This project has allowed me to connect so many things I love--big projects, my aquarium past, kids, parents, plants and photography. 

Parents from both classes of our third graders helped greatly and we got lots of donor support from aquarium plants to cherry shrimp and snails.  Coca-Cola donated 150 new 2L bottles and an awesome mom and dad team cut three per child exactly so, to assemble into what you see below.
To do this project you 'll need:


 -3 clean 2-L soda bottles, caps removed
- clean garden stone (about 2C per bottle)
 -potting soil (garden soil, no vermiculite...about
        1-1.5 C per bottle)
-sand (about 1/4 C per bottle)
-a handful of composted leaves and a stick or  
         two
- a sprinkling of grass seed (we added a few
         alyssum flower seeds for fun)
- an oxygenating aquatic plant (anacharis,
         cabomba, hygrophilia, hornwort, ludwigia
          are a few)

* Information shown
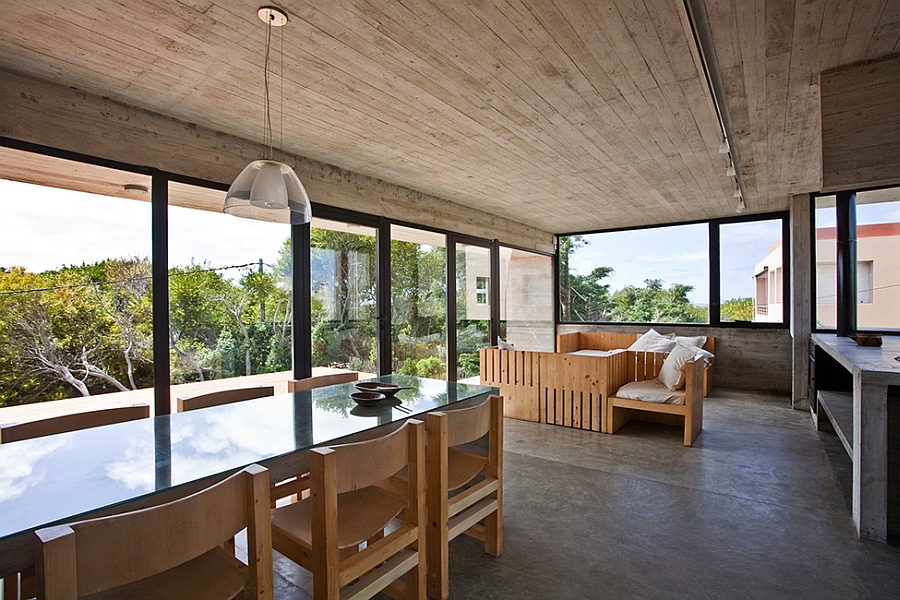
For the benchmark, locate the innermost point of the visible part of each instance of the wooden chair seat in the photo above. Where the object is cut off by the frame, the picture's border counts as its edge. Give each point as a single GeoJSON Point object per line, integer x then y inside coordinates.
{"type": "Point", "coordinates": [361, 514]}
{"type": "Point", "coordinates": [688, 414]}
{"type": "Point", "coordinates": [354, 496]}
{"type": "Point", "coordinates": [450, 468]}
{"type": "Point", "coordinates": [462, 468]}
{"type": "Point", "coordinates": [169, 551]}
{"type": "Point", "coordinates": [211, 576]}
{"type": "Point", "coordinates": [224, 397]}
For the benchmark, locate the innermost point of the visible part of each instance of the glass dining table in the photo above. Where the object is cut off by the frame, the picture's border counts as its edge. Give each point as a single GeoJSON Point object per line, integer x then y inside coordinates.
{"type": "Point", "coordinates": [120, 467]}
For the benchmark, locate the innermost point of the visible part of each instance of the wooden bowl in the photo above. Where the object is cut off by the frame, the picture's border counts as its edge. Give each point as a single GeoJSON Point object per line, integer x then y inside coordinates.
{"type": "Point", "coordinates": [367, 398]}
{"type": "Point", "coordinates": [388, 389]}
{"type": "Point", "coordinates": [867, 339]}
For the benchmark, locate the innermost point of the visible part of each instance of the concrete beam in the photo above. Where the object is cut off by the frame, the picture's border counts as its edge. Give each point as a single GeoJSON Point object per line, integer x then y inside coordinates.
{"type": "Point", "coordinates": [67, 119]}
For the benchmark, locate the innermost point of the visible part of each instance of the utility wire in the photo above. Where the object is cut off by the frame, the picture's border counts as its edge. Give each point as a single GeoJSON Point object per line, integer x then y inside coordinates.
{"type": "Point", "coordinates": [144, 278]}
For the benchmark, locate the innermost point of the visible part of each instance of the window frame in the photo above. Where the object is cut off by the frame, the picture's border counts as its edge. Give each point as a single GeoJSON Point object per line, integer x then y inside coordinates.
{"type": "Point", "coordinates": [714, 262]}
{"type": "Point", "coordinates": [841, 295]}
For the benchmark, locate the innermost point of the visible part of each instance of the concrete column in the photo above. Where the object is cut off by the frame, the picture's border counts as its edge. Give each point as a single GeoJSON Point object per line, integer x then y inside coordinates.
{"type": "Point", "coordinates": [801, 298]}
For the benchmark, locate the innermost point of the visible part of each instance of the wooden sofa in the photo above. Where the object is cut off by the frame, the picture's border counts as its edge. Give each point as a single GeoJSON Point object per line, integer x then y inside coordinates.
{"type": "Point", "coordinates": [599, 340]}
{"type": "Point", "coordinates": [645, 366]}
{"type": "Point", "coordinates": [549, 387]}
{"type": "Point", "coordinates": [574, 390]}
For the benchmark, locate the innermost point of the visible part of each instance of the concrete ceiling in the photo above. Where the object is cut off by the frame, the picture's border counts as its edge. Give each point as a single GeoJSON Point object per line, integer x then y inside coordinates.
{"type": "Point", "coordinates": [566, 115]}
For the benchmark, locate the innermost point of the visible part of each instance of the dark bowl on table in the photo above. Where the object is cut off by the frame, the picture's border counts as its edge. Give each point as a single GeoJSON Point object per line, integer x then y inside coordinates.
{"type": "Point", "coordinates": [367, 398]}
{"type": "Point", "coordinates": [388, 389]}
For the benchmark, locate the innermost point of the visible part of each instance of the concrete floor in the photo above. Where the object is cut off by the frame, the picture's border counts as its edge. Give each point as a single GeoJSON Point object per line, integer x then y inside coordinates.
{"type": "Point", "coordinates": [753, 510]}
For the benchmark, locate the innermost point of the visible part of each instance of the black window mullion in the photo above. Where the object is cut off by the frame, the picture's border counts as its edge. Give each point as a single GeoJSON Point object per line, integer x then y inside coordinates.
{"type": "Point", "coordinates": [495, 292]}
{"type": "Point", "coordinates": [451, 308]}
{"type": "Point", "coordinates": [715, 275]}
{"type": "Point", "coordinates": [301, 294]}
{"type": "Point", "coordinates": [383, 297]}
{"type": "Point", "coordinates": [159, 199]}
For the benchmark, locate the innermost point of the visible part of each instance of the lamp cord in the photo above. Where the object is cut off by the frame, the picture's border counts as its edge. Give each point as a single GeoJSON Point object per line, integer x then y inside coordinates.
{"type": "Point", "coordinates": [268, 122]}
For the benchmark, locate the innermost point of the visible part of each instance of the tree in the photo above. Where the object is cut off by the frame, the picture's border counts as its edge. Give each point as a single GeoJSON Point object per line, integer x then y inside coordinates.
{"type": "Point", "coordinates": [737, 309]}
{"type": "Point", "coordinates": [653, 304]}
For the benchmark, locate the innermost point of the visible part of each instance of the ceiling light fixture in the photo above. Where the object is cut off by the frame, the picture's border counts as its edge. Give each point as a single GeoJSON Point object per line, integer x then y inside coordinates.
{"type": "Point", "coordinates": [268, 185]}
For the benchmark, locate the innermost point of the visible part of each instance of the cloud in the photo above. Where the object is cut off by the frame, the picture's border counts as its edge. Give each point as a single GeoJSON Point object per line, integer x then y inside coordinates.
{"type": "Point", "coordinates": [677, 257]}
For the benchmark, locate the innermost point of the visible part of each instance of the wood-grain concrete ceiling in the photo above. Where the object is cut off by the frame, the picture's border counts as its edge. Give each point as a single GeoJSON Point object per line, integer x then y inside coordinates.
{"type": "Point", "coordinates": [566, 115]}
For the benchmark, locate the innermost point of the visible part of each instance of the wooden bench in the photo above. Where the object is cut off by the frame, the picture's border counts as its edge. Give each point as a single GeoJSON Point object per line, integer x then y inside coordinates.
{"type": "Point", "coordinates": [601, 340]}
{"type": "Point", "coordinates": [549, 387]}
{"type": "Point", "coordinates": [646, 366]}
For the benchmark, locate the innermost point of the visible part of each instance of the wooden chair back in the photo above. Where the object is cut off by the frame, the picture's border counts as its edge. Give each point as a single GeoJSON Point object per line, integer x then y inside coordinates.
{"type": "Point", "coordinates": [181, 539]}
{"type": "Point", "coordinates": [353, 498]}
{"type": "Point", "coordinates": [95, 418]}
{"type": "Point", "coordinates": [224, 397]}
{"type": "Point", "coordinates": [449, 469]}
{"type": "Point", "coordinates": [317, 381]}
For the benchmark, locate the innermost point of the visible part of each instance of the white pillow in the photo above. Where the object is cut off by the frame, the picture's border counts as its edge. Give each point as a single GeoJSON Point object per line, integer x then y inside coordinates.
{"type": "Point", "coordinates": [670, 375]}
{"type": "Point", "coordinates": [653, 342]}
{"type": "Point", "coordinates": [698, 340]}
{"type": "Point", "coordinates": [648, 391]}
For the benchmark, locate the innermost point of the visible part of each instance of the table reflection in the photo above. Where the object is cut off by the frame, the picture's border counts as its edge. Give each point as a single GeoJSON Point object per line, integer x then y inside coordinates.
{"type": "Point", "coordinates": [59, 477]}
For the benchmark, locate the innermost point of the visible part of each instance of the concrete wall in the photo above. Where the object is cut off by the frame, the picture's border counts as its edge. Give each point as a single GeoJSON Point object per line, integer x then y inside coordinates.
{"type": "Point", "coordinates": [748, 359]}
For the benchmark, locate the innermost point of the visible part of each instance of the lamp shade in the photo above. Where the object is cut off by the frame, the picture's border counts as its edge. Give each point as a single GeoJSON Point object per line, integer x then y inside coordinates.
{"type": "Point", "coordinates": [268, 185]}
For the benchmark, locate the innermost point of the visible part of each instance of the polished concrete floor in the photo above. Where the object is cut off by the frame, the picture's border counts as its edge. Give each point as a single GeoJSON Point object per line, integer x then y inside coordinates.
...
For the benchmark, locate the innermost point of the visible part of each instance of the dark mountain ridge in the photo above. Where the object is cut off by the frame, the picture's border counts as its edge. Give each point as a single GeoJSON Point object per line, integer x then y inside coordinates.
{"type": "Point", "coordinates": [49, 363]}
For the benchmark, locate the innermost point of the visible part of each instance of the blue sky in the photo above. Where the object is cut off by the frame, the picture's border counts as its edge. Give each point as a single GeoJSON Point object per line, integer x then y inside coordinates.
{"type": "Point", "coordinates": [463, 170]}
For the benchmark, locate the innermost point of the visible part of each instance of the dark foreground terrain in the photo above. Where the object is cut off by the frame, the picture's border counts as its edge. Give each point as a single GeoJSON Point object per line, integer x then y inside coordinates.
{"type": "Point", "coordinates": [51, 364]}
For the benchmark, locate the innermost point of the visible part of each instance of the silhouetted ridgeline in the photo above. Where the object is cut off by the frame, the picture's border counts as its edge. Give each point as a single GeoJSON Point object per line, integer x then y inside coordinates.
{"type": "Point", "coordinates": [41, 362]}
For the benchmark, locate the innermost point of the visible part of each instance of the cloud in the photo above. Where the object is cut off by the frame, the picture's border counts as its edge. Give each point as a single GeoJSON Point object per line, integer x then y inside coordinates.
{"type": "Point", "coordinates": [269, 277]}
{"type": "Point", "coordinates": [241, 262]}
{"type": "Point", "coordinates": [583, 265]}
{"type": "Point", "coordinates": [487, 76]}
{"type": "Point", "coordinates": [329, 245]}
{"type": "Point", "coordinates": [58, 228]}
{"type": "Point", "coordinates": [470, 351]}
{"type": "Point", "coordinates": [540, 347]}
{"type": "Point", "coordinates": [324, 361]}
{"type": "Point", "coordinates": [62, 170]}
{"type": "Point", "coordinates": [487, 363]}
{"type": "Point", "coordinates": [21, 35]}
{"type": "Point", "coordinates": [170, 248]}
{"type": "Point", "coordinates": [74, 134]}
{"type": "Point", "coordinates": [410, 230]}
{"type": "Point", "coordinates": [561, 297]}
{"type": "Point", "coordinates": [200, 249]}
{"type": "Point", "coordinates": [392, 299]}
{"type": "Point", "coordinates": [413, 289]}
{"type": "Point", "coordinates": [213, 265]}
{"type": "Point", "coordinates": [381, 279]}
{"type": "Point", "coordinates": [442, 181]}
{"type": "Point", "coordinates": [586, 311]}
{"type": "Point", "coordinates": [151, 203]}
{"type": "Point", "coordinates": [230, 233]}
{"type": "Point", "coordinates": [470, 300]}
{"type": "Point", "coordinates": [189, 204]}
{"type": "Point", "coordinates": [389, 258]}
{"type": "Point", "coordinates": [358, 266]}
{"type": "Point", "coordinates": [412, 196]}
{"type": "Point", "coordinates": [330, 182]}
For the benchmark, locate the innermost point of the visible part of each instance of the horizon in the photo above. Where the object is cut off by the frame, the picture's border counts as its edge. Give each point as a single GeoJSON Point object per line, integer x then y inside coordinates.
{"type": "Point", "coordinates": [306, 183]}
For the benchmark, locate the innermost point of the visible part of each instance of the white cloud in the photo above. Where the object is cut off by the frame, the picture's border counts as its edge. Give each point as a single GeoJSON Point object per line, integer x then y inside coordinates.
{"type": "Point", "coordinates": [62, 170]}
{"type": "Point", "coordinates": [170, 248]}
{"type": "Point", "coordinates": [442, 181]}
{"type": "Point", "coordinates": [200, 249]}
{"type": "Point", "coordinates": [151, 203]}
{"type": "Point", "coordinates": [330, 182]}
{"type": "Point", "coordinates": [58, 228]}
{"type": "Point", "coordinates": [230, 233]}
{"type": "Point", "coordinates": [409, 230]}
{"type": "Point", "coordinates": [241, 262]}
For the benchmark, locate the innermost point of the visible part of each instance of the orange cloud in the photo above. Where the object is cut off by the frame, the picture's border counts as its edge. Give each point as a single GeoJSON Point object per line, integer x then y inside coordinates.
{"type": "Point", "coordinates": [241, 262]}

* Set tasks
a. Retype the stretch of the classroom bottle project text from "-3 clean 2-L" through "seeds for fun)" without any changes.
b. State how many lines of the records contain the string "floor", giving only the number.
The text and the records have no connection to each other.

* Set of answers
a.
-3 clean 2-L soda bottles, caps removed
- clean garden stone (about 2C per bottle)
 -potting soil (garden soil, no vermiculite...about
        1-1.5 C per bottle)
-sand (about 1/4 C per bottle)
-a handful of composted leaves and a stick or  
         two
- a sprinkling of grass seed (we added a few
         alyssum flower seeds for fun)

b. 2